### [TASK DETAILS]
Reproduce every entry exactly and leave its pictures out.

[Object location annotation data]
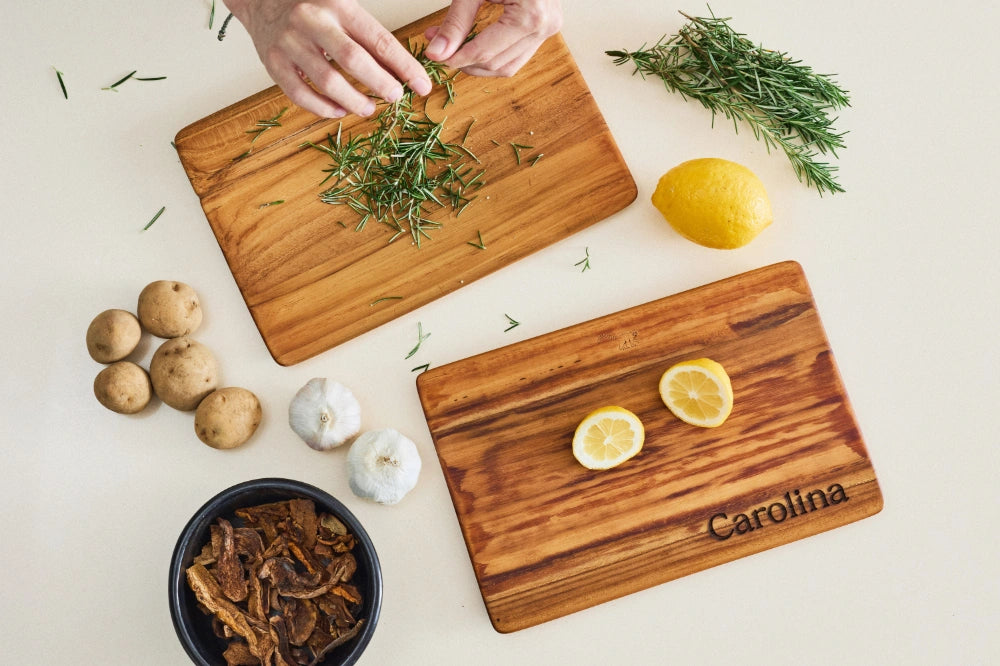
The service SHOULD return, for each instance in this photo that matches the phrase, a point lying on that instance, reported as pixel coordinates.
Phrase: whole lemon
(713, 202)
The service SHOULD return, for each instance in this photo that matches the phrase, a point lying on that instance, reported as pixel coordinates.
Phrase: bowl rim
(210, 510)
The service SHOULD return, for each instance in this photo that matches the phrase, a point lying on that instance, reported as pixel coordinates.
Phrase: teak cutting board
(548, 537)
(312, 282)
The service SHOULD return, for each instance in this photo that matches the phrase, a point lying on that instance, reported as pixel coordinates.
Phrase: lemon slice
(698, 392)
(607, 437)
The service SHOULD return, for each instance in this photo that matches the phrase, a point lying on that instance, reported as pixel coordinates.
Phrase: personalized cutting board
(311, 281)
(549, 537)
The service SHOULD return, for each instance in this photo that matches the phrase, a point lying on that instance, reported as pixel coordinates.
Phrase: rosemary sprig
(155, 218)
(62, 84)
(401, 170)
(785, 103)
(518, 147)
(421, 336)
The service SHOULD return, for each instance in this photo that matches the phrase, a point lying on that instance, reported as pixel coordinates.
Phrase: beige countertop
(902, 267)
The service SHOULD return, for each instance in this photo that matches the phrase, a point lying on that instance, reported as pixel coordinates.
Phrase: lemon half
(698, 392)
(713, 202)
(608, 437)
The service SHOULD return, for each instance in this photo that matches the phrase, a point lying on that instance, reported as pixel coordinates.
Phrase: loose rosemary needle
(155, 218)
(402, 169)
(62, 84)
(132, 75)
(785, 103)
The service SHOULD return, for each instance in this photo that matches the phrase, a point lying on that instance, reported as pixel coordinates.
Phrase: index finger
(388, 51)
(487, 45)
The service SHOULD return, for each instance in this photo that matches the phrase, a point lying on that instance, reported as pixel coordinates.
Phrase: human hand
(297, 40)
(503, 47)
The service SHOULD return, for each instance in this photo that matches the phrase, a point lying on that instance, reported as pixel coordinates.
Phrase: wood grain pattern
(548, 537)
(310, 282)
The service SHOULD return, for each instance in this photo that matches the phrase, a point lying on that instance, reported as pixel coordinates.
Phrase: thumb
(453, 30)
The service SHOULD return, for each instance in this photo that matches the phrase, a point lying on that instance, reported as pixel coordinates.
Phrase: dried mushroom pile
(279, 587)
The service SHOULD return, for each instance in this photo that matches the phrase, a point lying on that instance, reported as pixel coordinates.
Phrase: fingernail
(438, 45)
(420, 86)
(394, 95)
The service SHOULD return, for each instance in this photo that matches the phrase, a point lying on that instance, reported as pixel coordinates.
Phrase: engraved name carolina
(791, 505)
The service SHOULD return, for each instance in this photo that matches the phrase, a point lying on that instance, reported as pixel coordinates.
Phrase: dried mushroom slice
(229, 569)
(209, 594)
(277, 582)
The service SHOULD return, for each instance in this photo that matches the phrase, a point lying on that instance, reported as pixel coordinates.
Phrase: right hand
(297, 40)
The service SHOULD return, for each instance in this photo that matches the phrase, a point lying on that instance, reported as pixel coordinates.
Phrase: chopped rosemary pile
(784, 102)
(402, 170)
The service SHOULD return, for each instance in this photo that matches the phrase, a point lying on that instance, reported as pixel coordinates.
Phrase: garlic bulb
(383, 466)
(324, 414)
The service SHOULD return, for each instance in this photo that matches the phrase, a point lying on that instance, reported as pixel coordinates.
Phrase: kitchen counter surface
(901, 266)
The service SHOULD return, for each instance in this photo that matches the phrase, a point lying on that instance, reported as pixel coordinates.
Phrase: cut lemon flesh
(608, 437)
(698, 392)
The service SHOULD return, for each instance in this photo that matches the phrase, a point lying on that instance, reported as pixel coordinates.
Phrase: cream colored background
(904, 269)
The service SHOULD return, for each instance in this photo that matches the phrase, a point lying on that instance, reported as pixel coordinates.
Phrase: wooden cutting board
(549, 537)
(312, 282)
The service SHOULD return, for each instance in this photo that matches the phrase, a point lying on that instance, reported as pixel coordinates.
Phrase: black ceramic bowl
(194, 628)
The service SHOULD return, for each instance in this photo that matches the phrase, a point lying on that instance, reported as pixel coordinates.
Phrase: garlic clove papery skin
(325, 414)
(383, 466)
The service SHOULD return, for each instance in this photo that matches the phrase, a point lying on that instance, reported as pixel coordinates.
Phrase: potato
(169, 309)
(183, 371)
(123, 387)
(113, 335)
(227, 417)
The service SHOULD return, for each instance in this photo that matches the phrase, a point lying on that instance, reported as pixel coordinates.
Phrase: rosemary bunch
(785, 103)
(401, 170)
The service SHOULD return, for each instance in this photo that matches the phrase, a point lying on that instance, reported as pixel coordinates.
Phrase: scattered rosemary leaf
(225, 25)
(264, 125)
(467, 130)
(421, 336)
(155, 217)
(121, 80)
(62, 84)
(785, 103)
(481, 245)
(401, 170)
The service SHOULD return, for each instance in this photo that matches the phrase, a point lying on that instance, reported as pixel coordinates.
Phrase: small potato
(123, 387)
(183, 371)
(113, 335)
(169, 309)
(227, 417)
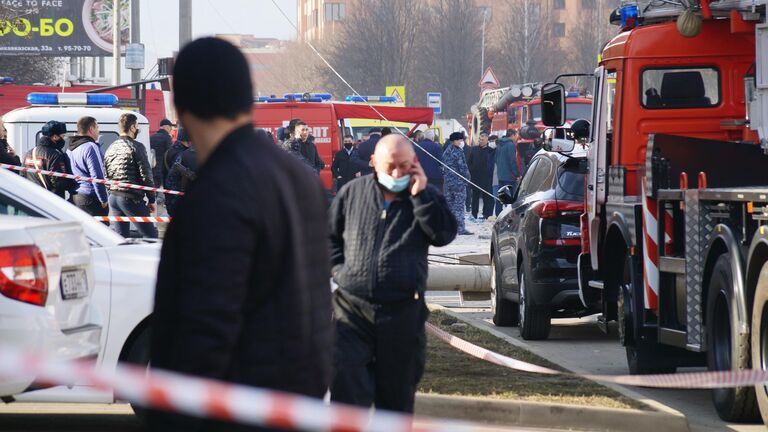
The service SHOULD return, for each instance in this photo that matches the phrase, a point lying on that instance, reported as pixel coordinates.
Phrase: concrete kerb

### [COMPLETED TASK]
The service SHOULD return, for each instance in this photo that matches the phrase, a point lying on that instance, reported as pixel coordinates.
Phrase: whole lemon
(713, 202)
The service SHOULD return, for each instance in this photo that matches the phrase, a point lying on that instance, reported as pixel coordinates.
Phrase: bowl rim
(210, 510)
The service SHOULD return, for each instance in this photo that matches the phrase, a point lying on that instance, reported as pixel coordinates.
Phrase: teak cutting board
(548, 537)
(312, 282)
The service SHOULD return, for each instance in this photo that matches the phrase, a point lying on that instance, reported as pixel coordinates.
Phrase: lemon slice
(698, 392)
(607, 437)
The service SHOULD return, for each instance in this photo that matches the phrase, a point lying on that instance, reported as pixel coordinates.
Phrase: personalized cutting board
(311, 281)
(549, 537)
The service SHOULD return, for each instance in this photo that matches the phrase, a point lying on that instance, reported as pixel coordinates.
Phrase: rosemary sprig
(155, 218)
(62, 84)
(401, 170)
(785, 103)
(518, 147)
(421, 336)
The service SHOULD return, for each instance in this photo that matches the phrase, a point lying on that instance, reported as pixel coordinates.
Phrase: beige countertop
(902, 267)
The service SHOULD return, for each instance in this photo that matches the phrase, a point lying on that instance, reported as pixel coordinates.
Phrase: lemon half
(698, 392)
(713, 202)
(608, 437)
The service SHOULD return, for each instance in this photo that matches the phrase, a point lying on that instance, reported as pixel coordinates.
Phrase: loose rosemary needle
(155, 218)
(402, 169)
(62, 84)
(132, 75)
(785, 103)
The service SHOULD return, for each instance in this photo that matches the phrase, a point lying on that instance, reported as pixel coordinates.
Phrase: index finger
(388, 51)
(487, 45)
The service SHOULD return, for each instance in this photo that matches the phrase, a point lying on that instance, reported as pixel coordinates.
Phrase: human hand
(297, 40)
(503, 47)
The service SHOULD return, for each instance in this photo that matches the phrase, a point lying on that instance, reported as pixel coordinates.
Phrase: wood grain pattern
(548, 537)
(310, 282)
The service SHOULD return, for each instance in this photo that matches the phrase, a point lying on that instance, reported as pixel coordinates.
Phrase: thumb
(453, 30)
The service SHOULD return, for each instance in this photo that matches the phrase, a point lying on that instance, reported as pixel coordinates.
Phrase: dried mushroom pile
(279, 587)
The service SHOULD return, for each instance in this photo that matches the phrase, a point lying on that instance, reported as pixel coordinates.
Phrase: fingernail
(438, 45)
(420, 86)
(394, 95)
The service SHOULD return, for each instance in this photo that matches the phrase, a point lying on that instance, reported as pixel coordinates.
Phrase: engraved name carolina
(791, 505)
The service SHOULD return, for each instance in this photo that matches the phrase, a point lying on that instance, reported as pixel coordinates.
Phrase: dried mushroom slice
(229, 569)
(209, 594)
(277, 582)
The service SHOULD return, for each instance in this photo that matches the phrase, a point lying on that instance, reported as pixel coordinates.
Phrase: right hand
(297, 40)
The service SHOULD return, for each instance in this photo that matches the phrase, a point lying on that instance, reported as pixel coordinates.
Phrase: chopped rosemary pile
(784, 102)
(402, 170)
The service SHOULD return, for each instance in this photo that matches the phrase, a point lying on that instance, reported as pixel coordinates.
Phrase: garlic bulb
(383, 466)
(324, 414)
The service SHOULD return, for each instance in this photo that matches the phrase, a point lying on that instance, reported as pixel coordinates.
Phrase: kitchen counter surface
(901, 266)
The service SHOULD return, for each instance in this photo that matches the phrase, a point lying on that instance, reported as pixel coordinates.
Phrase: cut lemon flesh
(608, 437)
(698, 392)
The service SHOULD return, for each instance in this photo that matches the phrase, a point lying on that instance, reported as pixel coordinates.
Phrase: cream colored background
(904, 269)
The service SHOULD return, for each instance in this photo that matches the phrase, a point lying on that instance, reported as pixel coordinates.
Phrase: wooden cutting board
(549, 537)
(312, 282)
The service SHOULD return, for each instance in this photo that matches the phrase, a point lying on that instance, reported as pixel coordinates.
Phrase: black ceramic bowl
(194, 628)
The service SHOULD return, for each instance in this photo that matches the phrase, a point lying on that instance, reported as pixel coordinates.
Phrase: garlic clove papery skin
(325, 414)
(383, 466)
The service SHOULD return, for each instance in this photo that matches the phrase, a point lying on that instance, reported as pixel coordinates.
Phrase: potato
(169, 309)
(183, 371)
(123, 387)
(113, 335)
(227, 417)
The service SHOULD return, for each instance in this photo that matches the phrase, a point lying on that instance, reported as pixel coordinates.
Phrase: rosemary bunch
(785, 103)
(401, 170)
The service SHOULD return, for each instance in this photo that matches the phrase, a point lying on that instance, reported as pixel coordinates.
Phrase: scattered rosemary leaf
(225, 25)
(264, 125)
(467, 130)
(421, 336)
(155, 217)
(121, 80)
(62, 84)
(785, 103)
(481, 245)
(401, 170)
The service SHOULD return, for each instance in this photo that matches the phrase, a point lying on that instance, reported as pixel coordinates.
Phrase: small potato
(123, 387)
(183, 371)
(113, 335)
(169, 309)
(227, 417)
The service SHOULD return, for each instance in this photo that matches the phrase, a point lying on that instance, reported as pixel coordinates.
Phrase: concrete kerb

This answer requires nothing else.